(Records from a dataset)

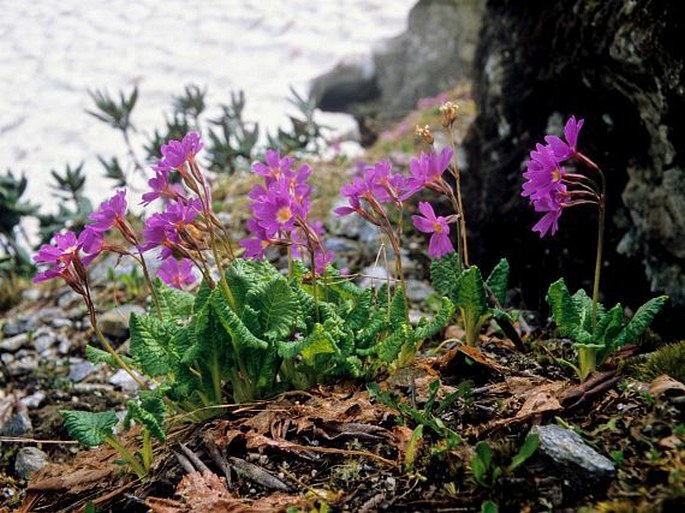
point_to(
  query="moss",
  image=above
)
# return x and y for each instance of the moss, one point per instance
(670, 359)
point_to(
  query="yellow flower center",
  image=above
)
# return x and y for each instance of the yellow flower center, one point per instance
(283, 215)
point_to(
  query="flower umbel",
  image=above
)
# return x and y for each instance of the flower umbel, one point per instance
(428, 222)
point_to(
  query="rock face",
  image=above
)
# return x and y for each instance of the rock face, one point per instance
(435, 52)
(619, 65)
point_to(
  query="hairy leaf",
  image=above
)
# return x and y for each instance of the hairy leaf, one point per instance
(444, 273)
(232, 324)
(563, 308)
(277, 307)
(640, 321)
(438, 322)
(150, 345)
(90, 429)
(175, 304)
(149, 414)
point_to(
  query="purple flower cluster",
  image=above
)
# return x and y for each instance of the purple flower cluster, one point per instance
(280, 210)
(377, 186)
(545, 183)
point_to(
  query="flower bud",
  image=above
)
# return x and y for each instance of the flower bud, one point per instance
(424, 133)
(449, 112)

# Problem statement
Pick out every line above that contains the word "query", and copy each one. Case counts.

# Expected output
  query="moss",
  query="yellow flower center",
  query="flower umbel",
  query="rock face",
  query="hairy leaf",
  query="purple flower cluster",
  query="flower bud",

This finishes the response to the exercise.